- Given information -
________________
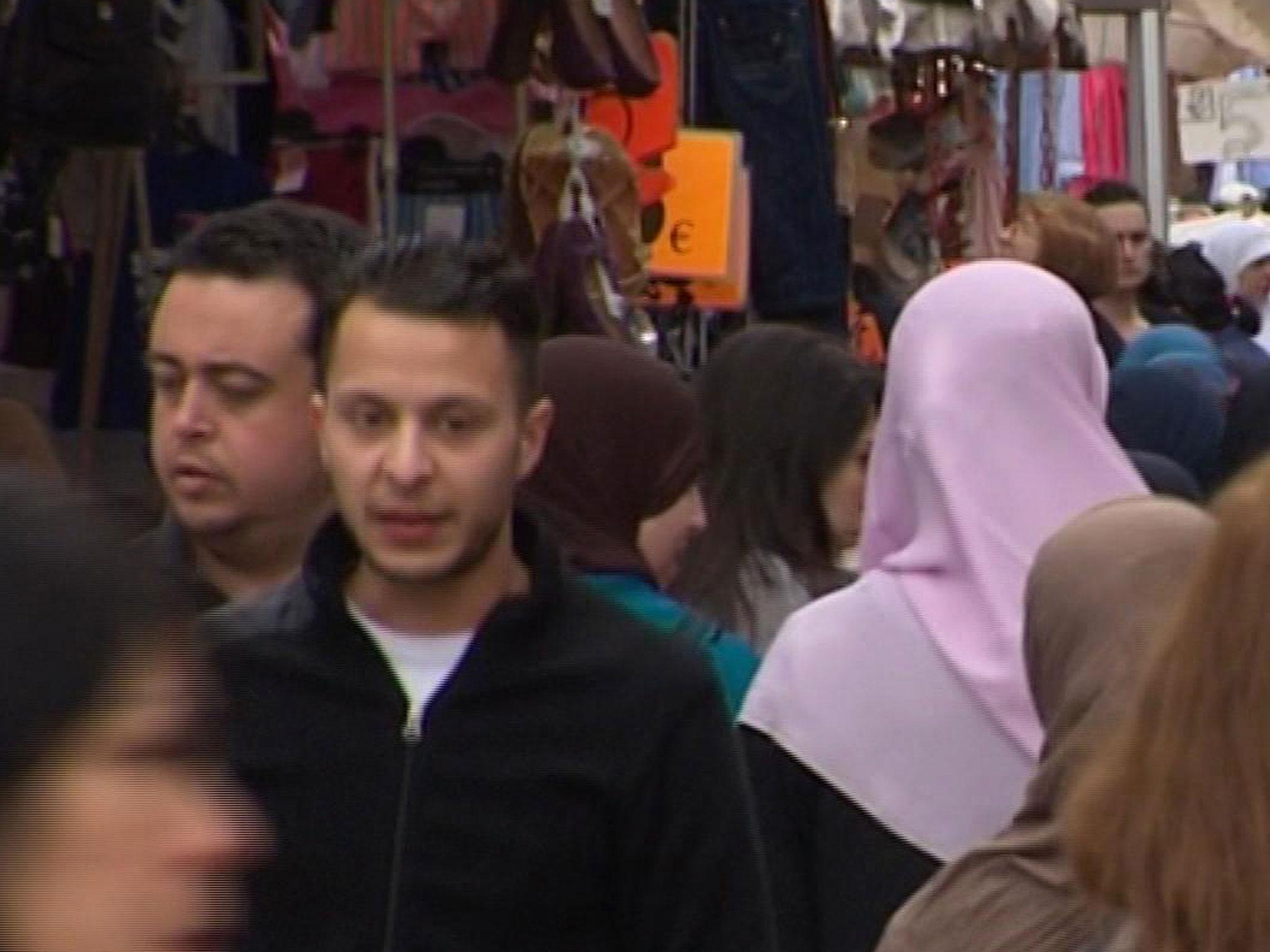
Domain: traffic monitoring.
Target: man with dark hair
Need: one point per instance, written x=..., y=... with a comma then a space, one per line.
________________
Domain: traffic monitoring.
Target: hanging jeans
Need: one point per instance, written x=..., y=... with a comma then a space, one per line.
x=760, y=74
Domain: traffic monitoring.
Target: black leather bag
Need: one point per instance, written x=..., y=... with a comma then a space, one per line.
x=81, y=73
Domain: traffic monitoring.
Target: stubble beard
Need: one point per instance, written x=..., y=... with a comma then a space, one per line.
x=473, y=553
________________
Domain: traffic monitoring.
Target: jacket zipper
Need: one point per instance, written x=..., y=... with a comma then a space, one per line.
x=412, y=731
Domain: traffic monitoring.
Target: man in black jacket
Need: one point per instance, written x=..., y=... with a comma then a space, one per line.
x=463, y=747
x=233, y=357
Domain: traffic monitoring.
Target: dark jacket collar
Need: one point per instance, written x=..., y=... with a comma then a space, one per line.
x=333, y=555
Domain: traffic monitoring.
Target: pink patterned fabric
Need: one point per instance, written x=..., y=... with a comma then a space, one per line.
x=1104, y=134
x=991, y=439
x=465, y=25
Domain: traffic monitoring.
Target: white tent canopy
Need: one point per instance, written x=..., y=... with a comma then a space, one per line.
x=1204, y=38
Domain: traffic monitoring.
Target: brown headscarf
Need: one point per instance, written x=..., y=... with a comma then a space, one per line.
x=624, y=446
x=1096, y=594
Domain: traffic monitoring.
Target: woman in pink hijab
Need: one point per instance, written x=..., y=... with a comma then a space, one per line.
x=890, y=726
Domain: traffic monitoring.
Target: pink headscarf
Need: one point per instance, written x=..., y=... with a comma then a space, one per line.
________________
Report how many lines in the records above contain the word "dark". Provide only the number.

2